(Materials provided)

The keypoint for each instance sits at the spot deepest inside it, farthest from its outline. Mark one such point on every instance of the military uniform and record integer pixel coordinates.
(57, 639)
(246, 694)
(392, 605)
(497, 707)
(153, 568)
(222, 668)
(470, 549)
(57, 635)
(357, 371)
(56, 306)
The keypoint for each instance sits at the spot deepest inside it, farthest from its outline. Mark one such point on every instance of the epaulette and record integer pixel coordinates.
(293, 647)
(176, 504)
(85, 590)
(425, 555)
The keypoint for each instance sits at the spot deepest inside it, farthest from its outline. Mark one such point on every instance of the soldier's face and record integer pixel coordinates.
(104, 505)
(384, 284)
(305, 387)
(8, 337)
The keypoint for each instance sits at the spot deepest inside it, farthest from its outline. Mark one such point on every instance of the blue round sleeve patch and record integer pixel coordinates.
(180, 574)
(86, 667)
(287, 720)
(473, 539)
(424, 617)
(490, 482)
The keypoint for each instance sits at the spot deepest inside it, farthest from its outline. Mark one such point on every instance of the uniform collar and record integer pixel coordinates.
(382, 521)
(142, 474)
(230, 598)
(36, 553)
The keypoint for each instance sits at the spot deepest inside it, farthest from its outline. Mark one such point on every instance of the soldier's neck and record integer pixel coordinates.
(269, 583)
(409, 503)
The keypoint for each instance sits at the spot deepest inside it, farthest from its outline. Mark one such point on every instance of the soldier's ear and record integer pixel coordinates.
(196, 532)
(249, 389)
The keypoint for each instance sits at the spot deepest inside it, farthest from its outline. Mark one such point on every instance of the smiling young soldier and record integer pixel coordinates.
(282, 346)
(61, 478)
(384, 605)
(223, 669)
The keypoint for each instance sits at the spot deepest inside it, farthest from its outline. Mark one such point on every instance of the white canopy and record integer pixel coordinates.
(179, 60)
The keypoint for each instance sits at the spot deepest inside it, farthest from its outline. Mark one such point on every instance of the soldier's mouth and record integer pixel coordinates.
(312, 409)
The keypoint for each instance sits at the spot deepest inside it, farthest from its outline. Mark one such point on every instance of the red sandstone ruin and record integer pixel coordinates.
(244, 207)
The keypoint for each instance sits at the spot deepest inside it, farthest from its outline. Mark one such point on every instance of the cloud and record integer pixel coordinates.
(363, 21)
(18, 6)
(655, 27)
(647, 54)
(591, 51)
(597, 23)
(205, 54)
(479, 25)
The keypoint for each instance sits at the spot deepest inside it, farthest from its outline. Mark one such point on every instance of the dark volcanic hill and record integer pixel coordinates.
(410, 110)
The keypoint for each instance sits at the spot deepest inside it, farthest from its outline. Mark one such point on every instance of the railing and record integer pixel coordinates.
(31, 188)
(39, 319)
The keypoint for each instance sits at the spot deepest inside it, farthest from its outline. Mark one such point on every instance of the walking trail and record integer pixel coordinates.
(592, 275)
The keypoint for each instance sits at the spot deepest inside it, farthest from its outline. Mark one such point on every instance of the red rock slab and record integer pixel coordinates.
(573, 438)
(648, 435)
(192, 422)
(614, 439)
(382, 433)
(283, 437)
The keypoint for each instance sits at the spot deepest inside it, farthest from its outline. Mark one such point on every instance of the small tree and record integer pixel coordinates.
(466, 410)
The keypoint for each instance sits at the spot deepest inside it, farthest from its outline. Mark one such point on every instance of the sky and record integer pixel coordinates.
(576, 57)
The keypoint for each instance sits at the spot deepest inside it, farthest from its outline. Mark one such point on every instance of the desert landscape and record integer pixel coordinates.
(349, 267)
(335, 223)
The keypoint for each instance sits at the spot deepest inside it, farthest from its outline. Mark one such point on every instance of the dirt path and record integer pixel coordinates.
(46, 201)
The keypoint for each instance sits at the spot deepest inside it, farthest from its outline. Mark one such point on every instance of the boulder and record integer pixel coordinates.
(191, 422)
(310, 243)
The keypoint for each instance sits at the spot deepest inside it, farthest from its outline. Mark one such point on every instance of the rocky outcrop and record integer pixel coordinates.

(End Materials provided)

The full listing above should be restated word for word.

## Solution for this task
The keypoint for each instance sits at the spot deepest inside it, farthest from its outline. Mark one such point on every instance of the military uniform and record integer pixel coordinates.
(57, 639)
(246, 694)
(392, 605)
(497, 707)
(153, 568)
(222, 668)
(470, 549)
(57, 635)
(357, 371)
(56, 306)
The keypoint for each instance sits at the spot deepest inside it, farthest from its outline. Mark one such point on every instance of the epaulette and record integer pixel coordinates.
(293, 647)
(176, 504)
(85, 590)
(425, 555)
The keypoint for each instance sits at the spot deepest inside it, farthest from its outline. Mark one such point on every instance of the soldier's face and record integer pixel coordinates.
(104, 505)
(384, 284)
(305, 387)
(8, 337)
The keypoint for each instance sits at the spot deepest inside it, farthest from its outline. Mark one such point on every instance of the blue round sleeve patch and record integer pixel coordinates.
(180, 574)
(86, 667)
(287, 720)
(473, 539)
(424, 617)
(490, 482)
The keypoint for each instance sits at the spot deepest inside it, farthest from its outline. Mark one such point on every instance of the uniform collar and record integer pixel coordinates.
(382, 521)
(142, 474)
(230, 598)
(36, 553)
The keypoint for each instance sits at the spot deepest inside it, farthest from its outline. Mark one such point on every instance of the soldier's neck and record integer pixel coordinates.
(269, 583)
(409, 503)
The keypoint for each instance sits at the spot deepest inside it, farthest from its outline. Mark one such point on every instance of the soldier's ear and record integer pixel coordinates.
(196, 532)
(249, 389)
The keypoint for each instance sits at the spot deepest inside it, farthest from its outline. Mark one such point on every instance of the smiling young soldier and record integer pixel coordinates.
(282, 346)
(61, 478)
(384, 605)
(223, 669)
The keypoint for each instance sits at the spot deepest inside it, farthest from its outline. Mark one such point on every instance of the white canopy and record integer pixel coordinates.
(179, 60)
The keypoint for each instance sits at the spot deepest inside it, farthest from its outline. Mark one such point on every instance of the soldier's mouth and record integer pixel coordinates.
(312, 409)
The keypoint for each instance sits at the spot deepest inside it, farthest from its outline. Mark one such point on every instance of the red sandstone ruin and record integer pixel coordinates.
(244, 207)
The keypoint for each instance sits at the spot deepest inside it, farthest from its outline. Mark one such point on every instance of the cloud and record integer pixel coordinates.
(363, 21)
(18, 6)
(655, 27)
(647, 54)
(591, 51)
(597, 23)
(205, 54)
(479, 25)
The keypoint for each instance sits at the spot deepest inside it, farthest from its outline. Mark one such point on every instance of the dark volcanic hill and record integer pixel coordinates.
(410, 110)
The keypoint for each instance sits at the spot deepest inside it, farthest from its outline. Mark one such point on every instance of the railing and record integer pixel coordinates.
(31, 188)
(39, 319)
The keypoint for each instance sits at the spot deepest inside it, farthest from its outline. Mark one such point on every instance of the walking trail and record integer pixel coordinates.
(592, 275)
The keypoint for each instance sits at the spot deepest inside it, farthest from its outline. Mark one such point on every instance of the red rock slab and record integer pixel coordinates.
(573, 438)
(648, 435)
(192, 422)
(614, 439)
(382, 433)
(283, 437)
The keypoint for each instance sits at the spot deepest inside it, farthest from its outline. Mark one such point on every instance of the small tree and record integer pixel coordinates.
(466, 410)
The keypoint for each instance sits at the spot deepest inside it, farthest from its outline. Mark one such point on every instance of the sky and record integer pixel coordinates.
(576, 57)
The keypoint for each instance sits at the spot deepest inside it, farthest from its outline. Mark one such point on every instance of the desert landscape and record integer pixel coordinates.
(349, 267)
(335, 223)
The keypoint for each instance sits at the spot deepest inside it, farthest from its outline. Mark one such point on every instance of the dirt path and record integer pixel coordinates.
(46, 201)
The keypoint for each instance sits at the spot deepest inside it, farthest from its outline. Mark one such point on every instance of the boulder and record integer pixel coordinates.
(191, 422)
(310, 243)
The keypoint for each instance sits at the spot deepest inside it, farthest from its outline. Mark one such point on every instance of the rocky outcrop and record integer pixel coordinates.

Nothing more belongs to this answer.